■ Extracted data:

BEGIN

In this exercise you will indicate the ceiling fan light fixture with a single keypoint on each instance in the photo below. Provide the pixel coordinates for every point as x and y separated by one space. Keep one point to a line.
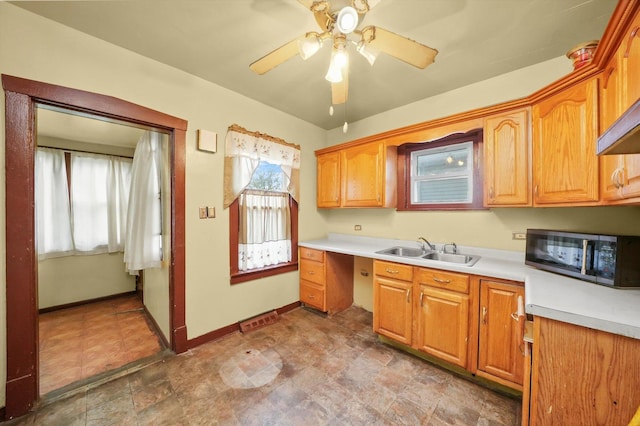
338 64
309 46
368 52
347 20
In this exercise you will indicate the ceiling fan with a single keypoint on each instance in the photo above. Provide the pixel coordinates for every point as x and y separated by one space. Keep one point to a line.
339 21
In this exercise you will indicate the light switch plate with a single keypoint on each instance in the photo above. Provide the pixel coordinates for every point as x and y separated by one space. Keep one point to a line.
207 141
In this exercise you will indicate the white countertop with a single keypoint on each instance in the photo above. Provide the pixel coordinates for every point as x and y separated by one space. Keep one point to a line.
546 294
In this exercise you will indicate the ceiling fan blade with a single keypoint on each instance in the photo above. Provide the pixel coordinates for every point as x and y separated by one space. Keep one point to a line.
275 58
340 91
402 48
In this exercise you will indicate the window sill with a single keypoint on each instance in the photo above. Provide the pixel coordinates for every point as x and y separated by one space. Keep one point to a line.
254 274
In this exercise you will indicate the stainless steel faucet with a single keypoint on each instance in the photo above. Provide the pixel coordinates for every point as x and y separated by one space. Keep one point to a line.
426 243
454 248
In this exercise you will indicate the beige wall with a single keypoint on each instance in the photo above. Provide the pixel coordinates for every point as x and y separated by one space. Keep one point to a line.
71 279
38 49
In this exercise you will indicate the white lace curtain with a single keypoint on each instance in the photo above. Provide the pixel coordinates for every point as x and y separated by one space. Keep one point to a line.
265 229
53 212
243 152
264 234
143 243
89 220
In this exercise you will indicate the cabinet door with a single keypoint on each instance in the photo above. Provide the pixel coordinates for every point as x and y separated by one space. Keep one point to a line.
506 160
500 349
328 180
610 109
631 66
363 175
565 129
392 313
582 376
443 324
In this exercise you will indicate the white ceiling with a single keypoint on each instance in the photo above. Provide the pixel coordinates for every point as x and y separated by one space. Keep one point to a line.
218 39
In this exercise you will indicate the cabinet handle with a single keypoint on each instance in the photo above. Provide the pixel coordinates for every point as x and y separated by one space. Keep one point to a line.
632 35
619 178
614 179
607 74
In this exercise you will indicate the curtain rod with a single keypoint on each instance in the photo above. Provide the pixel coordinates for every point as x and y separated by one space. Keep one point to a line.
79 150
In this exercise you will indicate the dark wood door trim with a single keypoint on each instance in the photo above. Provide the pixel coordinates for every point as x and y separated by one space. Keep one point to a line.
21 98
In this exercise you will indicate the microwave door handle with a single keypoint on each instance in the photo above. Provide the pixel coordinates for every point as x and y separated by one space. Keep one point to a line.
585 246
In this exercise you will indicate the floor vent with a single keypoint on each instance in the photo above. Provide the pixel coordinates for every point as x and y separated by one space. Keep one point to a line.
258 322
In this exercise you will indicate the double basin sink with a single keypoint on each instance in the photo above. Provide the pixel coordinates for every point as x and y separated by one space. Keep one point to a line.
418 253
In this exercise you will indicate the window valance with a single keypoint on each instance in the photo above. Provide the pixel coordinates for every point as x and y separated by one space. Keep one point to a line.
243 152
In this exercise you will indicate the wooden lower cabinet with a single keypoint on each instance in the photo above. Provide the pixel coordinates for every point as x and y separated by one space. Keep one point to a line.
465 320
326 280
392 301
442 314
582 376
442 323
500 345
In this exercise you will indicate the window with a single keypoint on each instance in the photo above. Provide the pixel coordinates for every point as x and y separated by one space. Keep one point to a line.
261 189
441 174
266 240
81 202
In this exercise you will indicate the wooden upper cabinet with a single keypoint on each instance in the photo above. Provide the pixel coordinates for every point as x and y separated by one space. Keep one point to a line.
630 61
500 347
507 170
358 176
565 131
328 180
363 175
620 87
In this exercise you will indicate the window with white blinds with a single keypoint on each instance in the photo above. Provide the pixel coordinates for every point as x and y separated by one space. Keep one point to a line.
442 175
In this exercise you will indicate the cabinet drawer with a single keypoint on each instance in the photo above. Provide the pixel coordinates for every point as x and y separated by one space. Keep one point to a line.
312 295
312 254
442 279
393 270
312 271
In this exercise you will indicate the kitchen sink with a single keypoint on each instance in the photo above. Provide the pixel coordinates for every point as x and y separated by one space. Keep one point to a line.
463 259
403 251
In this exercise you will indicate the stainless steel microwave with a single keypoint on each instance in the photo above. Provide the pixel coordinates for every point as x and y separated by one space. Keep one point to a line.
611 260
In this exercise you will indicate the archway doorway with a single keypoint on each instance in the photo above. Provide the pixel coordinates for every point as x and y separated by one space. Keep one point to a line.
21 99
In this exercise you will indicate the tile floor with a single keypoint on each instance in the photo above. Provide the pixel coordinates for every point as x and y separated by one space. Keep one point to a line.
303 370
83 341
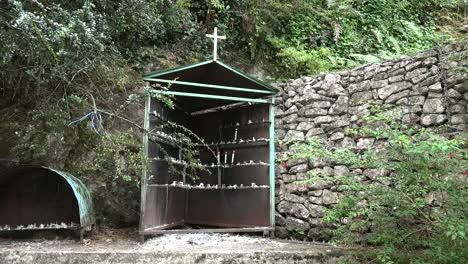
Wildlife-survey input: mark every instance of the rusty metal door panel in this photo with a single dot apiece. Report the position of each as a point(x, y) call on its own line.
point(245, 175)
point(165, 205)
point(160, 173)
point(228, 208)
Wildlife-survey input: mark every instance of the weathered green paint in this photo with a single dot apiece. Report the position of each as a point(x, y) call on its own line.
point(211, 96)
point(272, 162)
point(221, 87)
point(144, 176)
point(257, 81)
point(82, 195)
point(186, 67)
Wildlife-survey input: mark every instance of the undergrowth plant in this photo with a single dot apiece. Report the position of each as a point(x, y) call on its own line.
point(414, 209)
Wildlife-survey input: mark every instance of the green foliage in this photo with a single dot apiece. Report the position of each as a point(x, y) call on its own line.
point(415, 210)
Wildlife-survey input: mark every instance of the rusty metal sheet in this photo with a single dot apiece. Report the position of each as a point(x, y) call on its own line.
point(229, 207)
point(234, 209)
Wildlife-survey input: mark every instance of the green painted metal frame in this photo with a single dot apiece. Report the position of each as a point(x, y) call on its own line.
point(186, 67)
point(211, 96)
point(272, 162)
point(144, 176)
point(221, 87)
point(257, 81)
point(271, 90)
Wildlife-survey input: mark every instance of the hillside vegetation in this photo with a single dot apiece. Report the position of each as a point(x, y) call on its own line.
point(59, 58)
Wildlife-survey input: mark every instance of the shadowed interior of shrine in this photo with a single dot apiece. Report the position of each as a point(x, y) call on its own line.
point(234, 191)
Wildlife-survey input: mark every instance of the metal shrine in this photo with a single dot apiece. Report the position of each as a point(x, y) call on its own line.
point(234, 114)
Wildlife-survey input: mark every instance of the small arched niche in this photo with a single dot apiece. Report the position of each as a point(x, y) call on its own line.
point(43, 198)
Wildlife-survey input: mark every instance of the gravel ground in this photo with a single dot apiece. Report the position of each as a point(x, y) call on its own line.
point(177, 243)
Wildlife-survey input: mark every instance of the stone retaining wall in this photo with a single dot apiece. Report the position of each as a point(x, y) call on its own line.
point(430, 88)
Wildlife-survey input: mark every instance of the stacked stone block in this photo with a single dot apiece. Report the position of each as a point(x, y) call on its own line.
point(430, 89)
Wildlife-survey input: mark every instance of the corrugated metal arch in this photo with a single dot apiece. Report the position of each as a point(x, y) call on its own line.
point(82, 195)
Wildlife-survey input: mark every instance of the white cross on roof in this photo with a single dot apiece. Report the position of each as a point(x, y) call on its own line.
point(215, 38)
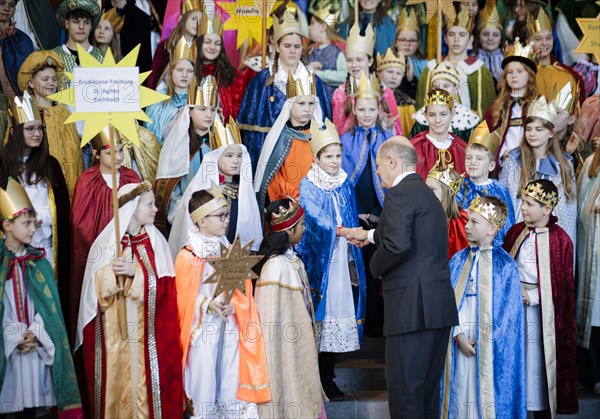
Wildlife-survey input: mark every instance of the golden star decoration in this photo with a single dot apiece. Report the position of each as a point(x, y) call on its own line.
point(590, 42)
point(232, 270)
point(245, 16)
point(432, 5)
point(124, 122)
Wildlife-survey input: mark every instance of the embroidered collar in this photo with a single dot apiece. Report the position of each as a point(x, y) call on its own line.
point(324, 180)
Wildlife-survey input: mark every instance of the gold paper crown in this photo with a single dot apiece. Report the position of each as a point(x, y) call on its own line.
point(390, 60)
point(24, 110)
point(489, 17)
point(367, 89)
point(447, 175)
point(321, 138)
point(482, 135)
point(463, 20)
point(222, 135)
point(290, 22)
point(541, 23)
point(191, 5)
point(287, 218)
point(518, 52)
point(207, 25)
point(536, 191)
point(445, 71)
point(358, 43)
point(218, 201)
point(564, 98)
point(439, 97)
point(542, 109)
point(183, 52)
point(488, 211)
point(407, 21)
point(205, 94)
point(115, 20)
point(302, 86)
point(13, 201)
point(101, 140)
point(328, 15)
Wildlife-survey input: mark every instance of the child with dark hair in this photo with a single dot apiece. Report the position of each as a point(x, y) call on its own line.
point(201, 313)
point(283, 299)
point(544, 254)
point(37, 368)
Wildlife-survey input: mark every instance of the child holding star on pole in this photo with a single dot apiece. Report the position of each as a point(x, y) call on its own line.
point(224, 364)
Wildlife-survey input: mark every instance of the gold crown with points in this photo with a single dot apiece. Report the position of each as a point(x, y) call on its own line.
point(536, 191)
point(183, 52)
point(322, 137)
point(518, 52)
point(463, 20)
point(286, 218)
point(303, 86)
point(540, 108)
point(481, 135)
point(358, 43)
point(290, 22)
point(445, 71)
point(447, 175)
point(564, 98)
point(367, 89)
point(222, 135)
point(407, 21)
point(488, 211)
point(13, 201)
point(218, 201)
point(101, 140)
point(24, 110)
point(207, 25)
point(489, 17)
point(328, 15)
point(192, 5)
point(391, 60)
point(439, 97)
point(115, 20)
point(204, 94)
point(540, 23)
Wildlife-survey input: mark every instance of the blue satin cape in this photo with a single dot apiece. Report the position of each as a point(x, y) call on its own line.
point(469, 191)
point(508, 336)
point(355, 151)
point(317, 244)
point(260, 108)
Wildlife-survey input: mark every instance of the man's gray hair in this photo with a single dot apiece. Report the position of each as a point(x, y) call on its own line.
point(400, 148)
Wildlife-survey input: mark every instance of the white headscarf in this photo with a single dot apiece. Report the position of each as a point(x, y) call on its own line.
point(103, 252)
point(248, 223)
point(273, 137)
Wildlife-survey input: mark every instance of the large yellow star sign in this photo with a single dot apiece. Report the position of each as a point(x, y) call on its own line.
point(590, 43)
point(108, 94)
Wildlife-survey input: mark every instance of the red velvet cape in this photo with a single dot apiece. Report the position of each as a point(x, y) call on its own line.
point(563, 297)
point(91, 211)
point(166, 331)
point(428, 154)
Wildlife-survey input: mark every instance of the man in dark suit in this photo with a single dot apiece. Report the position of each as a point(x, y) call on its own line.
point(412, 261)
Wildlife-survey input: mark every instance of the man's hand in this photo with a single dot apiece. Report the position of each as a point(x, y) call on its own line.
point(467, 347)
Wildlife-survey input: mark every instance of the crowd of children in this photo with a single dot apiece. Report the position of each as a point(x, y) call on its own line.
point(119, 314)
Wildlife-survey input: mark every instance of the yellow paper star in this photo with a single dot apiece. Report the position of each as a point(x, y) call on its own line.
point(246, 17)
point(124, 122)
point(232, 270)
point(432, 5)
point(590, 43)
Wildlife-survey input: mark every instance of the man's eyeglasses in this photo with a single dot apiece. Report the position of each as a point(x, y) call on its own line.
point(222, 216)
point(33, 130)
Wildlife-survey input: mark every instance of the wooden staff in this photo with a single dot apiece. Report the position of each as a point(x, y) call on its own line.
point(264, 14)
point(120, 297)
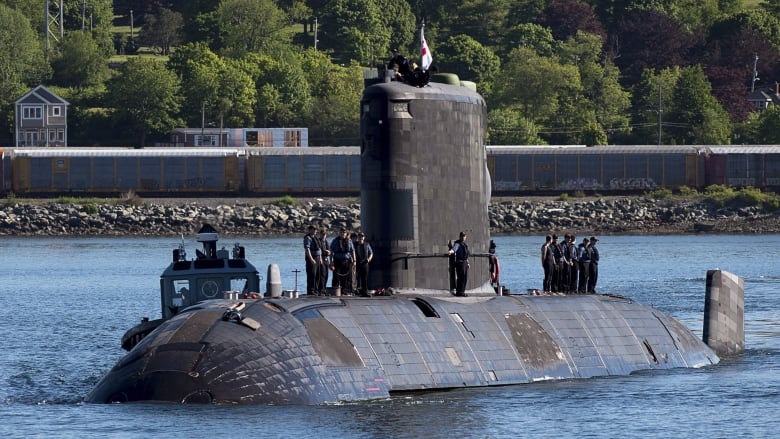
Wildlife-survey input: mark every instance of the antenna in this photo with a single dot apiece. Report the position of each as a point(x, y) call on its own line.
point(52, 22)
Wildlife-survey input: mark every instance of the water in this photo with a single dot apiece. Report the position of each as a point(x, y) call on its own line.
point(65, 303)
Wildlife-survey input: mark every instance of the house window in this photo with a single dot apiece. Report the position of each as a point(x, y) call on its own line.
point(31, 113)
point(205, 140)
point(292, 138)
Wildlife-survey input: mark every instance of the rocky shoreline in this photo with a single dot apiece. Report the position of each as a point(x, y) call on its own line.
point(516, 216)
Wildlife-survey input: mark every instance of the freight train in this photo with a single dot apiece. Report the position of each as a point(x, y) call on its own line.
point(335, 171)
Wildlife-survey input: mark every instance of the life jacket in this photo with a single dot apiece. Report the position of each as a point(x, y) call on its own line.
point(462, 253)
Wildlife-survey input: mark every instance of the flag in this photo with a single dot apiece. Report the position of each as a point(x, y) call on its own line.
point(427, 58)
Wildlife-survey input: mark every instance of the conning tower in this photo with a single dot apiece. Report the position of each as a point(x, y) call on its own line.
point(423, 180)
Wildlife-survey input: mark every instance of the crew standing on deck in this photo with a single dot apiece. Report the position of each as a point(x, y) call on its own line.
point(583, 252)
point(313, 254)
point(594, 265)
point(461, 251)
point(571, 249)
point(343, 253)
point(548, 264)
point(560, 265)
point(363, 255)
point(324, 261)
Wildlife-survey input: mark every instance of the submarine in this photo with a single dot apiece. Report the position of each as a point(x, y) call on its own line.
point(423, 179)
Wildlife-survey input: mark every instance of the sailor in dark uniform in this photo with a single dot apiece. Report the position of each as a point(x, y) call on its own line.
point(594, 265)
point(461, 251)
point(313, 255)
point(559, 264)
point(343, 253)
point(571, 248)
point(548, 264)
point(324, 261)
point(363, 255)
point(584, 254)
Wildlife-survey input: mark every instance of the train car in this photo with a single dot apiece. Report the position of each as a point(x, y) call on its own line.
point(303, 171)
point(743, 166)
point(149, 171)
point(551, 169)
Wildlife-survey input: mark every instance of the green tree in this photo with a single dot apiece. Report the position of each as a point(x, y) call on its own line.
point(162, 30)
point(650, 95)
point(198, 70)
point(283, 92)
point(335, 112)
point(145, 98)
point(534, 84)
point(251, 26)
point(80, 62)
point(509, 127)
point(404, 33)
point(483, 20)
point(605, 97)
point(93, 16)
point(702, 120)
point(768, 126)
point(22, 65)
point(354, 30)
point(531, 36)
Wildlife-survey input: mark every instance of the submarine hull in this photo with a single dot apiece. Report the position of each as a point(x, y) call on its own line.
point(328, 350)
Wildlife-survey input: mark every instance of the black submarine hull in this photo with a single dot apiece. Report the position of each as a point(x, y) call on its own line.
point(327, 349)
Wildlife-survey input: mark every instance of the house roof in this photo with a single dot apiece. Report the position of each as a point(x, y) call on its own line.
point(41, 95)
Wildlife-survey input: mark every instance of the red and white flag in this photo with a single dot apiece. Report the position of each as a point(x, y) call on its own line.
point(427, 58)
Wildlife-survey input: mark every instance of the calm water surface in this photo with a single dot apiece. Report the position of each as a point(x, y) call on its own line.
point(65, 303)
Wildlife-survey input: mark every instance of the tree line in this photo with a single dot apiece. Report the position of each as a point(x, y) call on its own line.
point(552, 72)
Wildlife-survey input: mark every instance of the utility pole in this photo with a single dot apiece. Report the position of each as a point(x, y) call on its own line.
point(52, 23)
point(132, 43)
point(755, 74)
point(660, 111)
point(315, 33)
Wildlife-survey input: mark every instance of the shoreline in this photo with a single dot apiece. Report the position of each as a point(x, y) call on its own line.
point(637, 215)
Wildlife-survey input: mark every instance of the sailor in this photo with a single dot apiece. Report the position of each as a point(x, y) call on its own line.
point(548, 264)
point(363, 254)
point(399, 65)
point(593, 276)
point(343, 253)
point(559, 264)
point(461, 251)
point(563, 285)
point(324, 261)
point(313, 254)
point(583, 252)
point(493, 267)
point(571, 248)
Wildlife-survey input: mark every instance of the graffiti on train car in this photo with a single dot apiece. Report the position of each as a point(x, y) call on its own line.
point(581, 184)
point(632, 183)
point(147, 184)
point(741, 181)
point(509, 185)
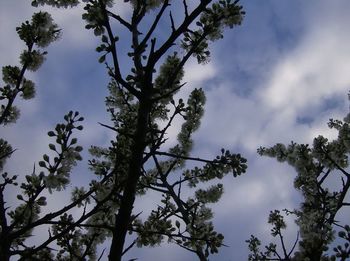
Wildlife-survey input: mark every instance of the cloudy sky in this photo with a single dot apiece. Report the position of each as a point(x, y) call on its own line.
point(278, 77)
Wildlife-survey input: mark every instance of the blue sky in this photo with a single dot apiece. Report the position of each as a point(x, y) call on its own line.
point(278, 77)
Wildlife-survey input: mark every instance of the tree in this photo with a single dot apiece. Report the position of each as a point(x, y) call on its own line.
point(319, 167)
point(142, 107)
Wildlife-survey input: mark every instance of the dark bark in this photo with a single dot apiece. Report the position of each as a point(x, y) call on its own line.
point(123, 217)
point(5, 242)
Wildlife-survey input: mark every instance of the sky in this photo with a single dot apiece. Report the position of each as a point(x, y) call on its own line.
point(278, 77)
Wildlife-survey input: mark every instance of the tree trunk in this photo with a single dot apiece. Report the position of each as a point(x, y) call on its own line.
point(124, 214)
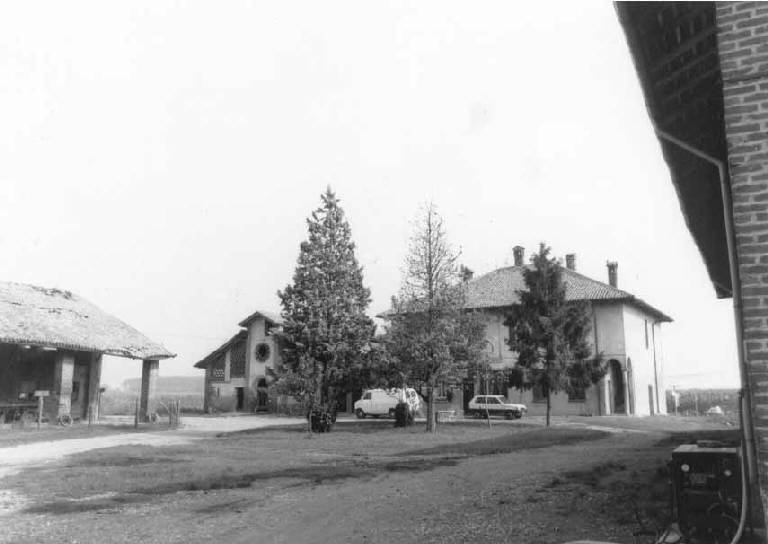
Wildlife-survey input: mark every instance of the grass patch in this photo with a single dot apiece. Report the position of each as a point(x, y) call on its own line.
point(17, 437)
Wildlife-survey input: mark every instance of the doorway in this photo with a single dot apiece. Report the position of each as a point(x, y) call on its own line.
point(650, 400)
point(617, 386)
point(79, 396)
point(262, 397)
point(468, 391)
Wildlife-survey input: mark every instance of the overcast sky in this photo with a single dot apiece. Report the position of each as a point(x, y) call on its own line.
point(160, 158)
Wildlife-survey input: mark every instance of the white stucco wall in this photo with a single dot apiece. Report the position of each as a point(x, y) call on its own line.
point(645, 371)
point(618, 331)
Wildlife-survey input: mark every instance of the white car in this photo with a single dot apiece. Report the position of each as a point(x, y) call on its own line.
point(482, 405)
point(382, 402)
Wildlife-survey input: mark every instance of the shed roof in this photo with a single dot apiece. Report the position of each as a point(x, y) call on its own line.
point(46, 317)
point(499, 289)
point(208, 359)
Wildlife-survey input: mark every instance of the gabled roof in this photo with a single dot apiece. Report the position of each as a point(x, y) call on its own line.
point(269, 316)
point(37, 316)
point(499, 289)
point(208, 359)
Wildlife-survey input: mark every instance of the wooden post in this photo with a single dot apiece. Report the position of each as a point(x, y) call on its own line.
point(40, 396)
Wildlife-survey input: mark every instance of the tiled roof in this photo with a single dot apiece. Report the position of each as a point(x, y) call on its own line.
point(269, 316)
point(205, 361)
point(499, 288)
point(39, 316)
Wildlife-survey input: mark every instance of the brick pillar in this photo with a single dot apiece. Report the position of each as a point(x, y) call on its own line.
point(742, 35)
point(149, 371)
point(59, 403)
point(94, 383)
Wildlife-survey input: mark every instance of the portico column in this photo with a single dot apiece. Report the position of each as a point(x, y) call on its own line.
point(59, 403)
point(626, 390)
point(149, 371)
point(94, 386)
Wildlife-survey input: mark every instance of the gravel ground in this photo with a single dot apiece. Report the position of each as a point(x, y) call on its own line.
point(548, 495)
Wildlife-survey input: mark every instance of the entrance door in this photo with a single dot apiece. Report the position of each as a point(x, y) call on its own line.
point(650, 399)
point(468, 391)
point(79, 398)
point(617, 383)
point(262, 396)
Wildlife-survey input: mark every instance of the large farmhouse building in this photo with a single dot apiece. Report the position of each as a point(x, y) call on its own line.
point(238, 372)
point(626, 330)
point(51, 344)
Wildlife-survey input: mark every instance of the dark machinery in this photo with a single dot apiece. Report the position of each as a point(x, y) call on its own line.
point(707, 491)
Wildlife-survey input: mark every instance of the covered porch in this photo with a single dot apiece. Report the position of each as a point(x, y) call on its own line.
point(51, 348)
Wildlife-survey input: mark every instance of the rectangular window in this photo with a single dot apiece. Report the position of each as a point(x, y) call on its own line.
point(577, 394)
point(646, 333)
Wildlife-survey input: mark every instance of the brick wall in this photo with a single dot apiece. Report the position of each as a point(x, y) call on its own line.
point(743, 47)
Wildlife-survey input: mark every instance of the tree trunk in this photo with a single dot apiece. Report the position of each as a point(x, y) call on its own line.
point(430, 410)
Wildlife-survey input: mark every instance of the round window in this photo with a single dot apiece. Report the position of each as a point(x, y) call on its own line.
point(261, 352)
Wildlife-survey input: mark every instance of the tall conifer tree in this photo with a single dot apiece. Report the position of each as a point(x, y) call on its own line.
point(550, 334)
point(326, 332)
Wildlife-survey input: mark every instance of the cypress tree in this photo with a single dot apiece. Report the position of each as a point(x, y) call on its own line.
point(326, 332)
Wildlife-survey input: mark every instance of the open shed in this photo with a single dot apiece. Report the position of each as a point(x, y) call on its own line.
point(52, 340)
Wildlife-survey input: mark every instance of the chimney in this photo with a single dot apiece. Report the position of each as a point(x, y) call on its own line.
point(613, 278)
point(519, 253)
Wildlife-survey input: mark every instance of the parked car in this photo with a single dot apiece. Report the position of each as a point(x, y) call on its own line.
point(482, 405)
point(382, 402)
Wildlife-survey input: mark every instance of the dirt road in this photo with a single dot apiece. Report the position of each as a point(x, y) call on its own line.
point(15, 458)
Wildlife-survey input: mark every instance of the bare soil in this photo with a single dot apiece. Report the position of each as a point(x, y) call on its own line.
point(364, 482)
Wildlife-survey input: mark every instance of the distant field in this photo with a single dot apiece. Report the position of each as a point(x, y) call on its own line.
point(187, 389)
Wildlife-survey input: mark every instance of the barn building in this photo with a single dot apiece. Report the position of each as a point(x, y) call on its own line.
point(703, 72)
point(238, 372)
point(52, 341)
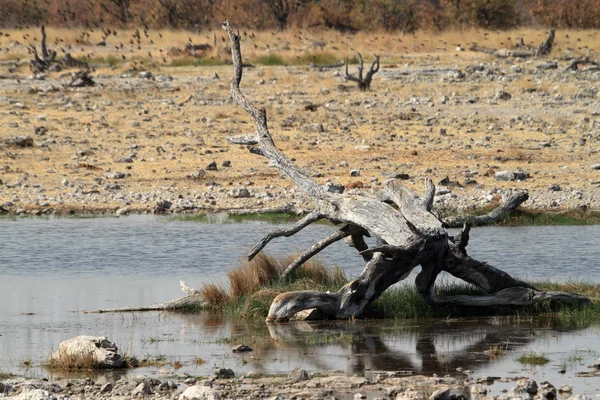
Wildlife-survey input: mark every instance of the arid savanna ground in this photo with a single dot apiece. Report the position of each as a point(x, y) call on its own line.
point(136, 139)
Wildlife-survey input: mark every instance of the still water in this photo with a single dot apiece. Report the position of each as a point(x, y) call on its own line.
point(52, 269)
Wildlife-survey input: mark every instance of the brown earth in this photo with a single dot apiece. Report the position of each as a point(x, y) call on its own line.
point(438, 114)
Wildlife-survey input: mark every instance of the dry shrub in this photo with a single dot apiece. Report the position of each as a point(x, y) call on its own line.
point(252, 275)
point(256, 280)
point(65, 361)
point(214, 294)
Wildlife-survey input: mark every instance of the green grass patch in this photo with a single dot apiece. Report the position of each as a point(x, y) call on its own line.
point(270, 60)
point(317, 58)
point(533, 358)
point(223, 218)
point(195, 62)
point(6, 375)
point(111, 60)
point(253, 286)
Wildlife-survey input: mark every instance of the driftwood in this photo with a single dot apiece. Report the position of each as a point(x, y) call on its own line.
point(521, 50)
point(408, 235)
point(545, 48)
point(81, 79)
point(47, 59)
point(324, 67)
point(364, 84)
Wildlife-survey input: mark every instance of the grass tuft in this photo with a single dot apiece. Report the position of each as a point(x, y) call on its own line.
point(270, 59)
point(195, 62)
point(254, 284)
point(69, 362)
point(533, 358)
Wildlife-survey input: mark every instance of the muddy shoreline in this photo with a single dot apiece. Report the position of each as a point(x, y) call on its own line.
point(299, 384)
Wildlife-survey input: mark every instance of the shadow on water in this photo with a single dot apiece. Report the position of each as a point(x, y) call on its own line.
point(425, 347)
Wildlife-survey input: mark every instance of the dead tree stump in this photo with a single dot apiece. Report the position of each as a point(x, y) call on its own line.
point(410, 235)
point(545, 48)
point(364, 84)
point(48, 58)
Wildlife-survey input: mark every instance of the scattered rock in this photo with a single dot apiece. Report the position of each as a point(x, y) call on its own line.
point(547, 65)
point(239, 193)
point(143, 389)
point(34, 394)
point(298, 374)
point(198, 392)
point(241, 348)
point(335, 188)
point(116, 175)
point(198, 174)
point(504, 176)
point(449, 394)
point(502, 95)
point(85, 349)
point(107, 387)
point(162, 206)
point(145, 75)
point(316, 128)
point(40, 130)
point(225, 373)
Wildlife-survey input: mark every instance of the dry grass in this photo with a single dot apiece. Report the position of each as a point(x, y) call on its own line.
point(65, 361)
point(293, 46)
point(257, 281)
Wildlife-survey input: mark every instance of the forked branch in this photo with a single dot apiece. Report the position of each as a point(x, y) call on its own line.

END

■ Written problem:
Scale the part that opens with the line containing "Wildlife-survey input: mark every instance of the tiled" and closes with the line containing "point(39, 316)" by reproducing every one of its lines. Multiply each point coordinate by 0.25 and round to whole numbers, with halves rounding up.

■ Result of this exercise:
Wildlife-survey input: mark every instance of the tiled roof in this photo with a single dot apiece. Report the position of each as a point(x, y) call on its own line.
point(67, 79)
point(51, 90)
point(125, 72)
point(10, 79)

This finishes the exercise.